_Exercise directions_:
From the line that includes "TARGET = pathway curve" to the last line of the records, inclusive, repeat each line exactly.

[Dataset entries]

- - - -

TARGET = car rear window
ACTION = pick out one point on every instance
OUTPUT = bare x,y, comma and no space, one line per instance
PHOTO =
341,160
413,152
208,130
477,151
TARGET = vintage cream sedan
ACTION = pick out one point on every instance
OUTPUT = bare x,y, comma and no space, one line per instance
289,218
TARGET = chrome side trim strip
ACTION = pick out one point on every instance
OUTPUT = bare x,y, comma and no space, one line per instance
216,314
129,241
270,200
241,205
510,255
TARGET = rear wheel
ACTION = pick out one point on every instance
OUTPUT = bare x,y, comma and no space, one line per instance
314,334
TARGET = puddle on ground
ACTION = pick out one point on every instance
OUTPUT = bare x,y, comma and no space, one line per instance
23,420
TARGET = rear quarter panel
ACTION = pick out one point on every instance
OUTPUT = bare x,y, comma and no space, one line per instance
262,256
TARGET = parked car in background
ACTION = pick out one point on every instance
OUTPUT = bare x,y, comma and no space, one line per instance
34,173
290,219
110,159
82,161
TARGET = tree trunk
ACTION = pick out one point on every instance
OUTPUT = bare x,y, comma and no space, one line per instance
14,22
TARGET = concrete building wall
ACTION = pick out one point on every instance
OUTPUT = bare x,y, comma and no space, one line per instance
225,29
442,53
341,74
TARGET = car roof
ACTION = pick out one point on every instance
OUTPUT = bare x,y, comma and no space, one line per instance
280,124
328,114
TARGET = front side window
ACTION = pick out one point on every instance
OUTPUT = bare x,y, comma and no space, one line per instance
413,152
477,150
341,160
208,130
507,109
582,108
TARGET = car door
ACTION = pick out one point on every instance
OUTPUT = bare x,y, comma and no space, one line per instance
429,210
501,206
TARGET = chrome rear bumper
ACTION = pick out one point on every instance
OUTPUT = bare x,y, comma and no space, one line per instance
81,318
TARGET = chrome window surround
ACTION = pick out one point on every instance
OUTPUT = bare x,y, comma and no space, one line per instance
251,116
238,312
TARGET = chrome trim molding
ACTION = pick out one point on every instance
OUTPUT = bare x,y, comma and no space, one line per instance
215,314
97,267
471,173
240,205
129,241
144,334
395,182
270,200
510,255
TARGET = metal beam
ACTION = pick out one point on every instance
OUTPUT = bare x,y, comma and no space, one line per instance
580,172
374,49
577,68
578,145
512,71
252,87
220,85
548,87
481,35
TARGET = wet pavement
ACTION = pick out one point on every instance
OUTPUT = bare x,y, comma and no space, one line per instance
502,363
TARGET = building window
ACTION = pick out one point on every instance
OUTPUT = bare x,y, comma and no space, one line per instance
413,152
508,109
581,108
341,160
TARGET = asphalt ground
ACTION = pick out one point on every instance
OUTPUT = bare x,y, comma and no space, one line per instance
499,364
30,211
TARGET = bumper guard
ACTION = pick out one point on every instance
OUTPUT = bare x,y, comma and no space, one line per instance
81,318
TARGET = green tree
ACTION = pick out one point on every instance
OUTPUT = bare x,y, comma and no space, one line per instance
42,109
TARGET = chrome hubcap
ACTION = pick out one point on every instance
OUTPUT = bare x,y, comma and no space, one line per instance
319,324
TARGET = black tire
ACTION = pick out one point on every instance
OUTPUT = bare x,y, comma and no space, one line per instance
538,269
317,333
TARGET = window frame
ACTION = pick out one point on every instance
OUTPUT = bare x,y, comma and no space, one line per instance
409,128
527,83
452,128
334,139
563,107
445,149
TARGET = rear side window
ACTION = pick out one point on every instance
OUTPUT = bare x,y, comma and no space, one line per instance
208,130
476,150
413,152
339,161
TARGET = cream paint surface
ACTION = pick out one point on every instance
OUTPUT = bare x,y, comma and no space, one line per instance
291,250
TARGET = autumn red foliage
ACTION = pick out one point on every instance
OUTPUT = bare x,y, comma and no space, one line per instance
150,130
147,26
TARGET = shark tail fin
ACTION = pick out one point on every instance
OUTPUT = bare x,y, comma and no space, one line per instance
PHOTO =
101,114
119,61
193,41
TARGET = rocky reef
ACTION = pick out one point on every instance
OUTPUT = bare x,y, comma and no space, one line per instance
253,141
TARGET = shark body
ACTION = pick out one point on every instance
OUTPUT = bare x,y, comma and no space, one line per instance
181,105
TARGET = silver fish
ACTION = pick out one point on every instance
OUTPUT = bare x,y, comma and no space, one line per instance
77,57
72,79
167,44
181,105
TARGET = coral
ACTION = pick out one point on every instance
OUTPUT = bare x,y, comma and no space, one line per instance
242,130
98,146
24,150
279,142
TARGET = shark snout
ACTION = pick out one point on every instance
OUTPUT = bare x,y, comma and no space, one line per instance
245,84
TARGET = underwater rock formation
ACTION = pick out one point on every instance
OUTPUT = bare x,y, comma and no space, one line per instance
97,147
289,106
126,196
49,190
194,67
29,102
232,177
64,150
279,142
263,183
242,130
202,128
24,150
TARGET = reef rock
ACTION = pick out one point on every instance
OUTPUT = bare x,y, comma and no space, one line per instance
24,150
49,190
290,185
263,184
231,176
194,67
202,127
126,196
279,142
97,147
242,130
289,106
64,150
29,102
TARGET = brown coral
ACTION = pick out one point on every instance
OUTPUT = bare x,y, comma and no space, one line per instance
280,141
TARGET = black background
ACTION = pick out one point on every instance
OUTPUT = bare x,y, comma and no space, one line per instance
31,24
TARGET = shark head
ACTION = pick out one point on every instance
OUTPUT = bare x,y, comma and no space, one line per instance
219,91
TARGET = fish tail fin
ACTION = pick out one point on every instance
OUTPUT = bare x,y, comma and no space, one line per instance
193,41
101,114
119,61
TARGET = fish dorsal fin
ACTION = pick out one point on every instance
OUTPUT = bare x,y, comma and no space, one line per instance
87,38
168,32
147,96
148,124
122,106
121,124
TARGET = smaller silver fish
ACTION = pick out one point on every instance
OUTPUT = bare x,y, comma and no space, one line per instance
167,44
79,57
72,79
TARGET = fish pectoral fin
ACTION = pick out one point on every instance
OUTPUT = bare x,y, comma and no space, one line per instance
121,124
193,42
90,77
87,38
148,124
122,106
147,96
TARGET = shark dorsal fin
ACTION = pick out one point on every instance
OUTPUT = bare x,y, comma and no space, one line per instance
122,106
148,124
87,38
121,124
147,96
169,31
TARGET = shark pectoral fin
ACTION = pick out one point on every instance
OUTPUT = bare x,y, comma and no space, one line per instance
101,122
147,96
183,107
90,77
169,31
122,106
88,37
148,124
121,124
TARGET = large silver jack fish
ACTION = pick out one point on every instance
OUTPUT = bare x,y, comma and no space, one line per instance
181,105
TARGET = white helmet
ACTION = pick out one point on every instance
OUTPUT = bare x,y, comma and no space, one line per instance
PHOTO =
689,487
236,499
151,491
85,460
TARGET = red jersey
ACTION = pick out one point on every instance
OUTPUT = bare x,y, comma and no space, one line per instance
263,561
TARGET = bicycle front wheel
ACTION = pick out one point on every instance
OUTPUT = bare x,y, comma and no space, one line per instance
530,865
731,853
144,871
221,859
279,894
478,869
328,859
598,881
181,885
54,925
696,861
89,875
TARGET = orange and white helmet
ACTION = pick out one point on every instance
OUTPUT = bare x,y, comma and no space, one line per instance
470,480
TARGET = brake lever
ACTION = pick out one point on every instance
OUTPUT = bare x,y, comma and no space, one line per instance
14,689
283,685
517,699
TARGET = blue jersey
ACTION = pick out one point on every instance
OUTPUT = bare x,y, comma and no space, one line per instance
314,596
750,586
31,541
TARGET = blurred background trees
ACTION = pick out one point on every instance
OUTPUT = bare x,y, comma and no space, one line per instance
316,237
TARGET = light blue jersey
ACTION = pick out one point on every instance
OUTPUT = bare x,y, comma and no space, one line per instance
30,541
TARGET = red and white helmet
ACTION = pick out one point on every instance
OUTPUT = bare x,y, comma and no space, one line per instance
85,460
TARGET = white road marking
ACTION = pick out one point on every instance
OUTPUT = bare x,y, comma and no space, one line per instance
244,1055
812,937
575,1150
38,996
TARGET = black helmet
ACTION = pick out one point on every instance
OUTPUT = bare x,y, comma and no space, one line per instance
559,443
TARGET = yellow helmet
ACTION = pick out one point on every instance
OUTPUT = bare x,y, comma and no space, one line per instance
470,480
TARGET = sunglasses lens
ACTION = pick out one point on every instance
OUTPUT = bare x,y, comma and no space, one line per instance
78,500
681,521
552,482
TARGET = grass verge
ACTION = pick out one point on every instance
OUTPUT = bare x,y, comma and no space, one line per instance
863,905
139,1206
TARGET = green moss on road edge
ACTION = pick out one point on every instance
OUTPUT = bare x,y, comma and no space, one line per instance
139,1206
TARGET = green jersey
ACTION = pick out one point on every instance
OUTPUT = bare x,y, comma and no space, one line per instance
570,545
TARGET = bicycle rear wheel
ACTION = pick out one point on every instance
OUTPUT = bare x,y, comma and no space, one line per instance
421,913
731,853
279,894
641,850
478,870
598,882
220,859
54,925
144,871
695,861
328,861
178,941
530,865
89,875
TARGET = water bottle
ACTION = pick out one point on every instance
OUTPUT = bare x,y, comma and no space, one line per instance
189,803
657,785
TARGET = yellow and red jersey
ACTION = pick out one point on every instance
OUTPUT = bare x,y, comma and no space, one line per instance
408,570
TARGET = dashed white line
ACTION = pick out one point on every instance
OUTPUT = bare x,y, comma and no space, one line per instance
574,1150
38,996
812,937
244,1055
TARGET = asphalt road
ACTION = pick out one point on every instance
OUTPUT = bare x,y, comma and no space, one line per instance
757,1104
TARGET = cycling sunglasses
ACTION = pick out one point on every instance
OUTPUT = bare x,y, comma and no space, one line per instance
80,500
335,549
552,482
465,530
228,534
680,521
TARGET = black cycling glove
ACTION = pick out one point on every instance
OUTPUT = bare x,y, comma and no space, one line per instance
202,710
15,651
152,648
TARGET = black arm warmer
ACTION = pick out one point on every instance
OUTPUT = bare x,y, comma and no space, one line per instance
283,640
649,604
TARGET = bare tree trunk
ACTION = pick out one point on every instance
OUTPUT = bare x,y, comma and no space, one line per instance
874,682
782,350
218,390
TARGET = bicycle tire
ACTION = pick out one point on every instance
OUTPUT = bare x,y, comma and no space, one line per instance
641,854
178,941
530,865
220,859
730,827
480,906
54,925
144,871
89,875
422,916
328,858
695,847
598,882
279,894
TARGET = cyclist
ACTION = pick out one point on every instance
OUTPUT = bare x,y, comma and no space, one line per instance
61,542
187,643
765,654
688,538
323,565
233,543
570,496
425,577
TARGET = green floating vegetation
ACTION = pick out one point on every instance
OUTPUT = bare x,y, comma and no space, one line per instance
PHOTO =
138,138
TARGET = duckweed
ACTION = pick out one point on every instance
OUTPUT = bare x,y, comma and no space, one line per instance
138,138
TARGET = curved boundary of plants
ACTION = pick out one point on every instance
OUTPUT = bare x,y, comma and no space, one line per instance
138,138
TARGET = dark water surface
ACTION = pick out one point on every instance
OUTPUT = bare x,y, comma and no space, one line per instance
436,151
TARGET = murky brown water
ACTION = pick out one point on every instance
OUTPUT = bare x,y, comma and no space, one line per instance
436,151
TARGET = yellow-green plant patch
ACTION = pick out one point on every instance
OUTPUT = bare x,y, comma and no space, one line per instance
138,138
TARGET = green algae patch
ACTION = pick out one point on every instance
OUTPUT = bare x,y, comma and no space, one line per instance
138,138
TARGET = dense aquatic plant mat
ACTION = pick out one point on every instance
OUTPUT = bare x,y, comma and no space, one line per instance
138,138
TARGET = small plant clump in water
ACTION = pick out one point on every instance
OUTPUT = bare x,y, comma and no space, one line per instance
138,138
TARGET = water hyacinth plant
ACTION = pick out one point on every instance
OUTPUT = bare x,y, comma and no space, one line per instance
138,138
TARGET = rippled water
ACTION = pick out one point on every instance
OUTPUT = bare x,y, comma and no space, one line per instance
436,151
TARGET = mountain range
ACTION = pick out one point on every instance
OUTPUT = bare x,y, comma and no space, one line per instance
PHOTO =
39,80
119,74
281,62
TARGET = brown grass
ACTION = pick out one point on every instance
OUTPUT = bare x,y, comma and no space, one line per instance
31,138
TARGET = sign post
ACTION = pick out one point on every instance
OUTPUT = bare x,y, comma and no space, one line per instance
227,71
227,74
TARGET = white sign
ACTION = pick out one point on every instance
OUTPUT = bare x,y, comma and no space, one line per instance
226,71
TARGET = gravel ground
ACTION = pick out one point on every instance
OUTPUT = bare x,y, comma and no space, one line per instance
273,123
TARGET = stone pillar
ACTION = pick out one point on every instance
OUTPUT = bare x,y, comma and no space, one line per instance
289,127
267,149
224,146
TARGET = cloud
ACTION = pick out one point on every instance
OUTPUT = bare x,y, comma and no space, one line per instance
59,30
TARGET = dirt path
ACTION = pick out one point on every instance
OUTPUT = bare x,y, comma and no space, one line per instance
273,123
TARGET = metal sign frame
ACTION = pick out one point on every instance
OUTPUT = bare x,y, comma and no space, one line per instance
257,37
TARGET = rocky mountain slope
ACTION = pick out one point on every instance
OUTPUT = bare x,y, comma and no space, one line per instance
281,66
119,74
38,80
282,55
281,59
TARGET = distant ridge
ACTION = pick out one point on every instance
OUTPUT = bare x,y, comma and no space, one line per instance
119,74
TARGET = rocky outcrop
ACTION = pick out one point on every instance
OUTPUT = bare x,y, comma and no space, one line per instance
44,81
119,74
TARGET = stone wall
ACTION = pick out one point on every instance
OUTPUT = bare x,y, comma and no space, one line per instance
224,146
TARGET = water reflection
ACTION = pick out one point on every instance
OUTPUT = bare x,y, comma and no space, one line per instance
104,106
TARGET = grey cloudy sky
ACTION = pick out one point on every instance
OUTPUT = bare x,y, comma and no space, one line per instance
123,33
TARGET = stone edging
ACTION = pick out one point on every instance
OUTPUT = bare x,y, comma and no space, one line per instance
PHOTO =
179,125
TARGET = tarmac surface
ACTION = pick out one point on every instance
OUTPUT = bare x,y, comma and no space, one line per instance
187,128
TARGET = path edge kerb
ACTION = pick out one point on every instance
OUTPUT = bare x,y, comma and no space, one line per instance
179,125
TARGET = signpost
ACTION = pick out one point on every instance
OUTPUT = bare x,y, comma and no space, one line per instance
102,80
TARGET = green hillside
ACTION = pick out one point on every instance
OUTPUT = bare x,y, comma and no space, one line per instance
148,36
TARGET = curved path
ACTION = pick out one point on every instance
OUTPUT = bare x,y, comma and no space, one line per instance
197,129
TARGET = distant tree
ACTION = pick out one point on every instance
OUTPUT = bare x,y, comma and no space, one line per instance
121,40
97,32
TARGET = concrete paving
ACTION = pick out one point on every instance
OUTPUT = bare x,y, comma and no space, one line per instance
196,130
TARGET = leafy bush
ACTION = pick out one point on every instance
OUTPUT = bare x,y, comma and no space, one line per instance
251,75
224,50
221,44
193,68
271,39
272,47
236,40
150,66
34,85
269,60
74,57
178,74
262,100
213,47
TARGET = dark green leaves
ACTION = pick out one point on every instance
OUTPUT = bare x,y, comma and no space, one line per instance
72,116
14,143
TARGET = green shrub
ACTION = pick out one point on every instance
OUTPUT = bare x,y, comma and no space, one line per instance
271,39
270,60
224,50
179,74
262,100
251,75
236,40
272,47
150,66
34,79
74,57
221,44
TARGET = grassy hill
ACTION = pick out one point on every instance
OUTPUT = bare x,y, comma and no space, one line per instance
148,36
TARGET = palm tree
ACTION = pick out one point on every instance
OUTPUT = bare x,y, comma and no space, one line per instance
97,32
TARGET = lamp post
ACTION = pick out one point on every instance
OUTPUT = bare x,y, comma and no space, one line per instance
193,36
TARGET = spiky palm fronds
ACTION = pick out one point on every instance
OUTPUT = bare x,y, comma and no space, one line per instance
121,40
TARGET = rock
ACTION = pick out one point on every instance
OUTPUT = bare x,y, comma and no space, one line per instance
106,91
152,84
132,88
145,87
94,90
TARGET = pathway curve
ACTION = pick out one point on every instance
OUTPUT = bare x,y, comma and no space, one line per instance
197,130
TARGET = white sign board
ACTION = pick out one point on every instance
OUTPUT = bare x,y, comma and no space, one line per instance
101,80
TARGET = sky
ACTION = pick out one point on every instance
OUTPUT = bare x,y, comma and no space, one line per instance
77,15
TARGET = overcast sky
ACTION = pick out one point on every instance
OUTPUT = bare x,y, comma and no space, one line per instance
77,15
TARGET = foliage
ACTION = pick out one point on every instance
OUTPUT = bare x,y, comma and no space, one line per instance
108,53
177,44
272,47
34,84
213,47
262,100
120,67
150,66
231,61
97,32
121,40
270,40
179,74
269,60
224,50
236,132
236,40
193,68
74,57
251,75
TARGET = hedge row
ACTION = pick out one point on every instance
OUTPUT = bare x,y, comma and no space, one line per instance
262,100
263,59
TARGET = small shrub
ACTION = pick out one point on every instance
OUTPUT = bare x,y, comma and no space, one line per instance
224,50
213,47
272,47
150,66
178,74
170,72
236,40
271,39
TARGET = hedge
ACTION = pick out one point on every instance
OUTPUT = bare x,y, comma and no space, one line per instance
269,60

- - - -

_Result for this exercise_:
TARGET = pathway curve
ACTION = pick out one point on every instance
OUTPUT = bare x,y, comma and no space, one line per instance
197,130
TARGET = white sign board
ACTION = pick out one point on every instance
OUTPUT = bare x,y, comma and no space, one line per instance
101,80
TARGET = sky
ACTION = pick out one point on every instance
OUTPUT = bare x,y, comma and no space, one line per instance
77,15
TARGET = overcast sky
ACTION = pick out one point on every instance
OUTPUT = bare x,y, comma and no space, one line per instance
77,15
TARGET = foliage
ACTION = pick out one point on every instance
OUTPUT = bare x,y, comma and no space, one line per instance
108,53
177,44
272,47
34,84
213,47
262,100
120,67
150,66
231,61
97,32
121,40
270,40
179,74
269,60
224,50
236,132
236,40
193,68
74,57
251,75
TARGET = hedge row
ACTION = pick out one point on every instance
OUTPUT = bare x,y, comma and no space, one line per instance
262,100
263,59
TARGET = small shrub
ACTION = pick out one point on every instance
OUTPUT = bare x,y, comma and no space, one line per instance
224,50
213,47
272,47
150,66
178,74
170,72
236,40
271,39
TARGET = hedge
ACTION = pick out one point on every instance
OUTPUT = bare x,y, comma and no space, one line per instance
269,60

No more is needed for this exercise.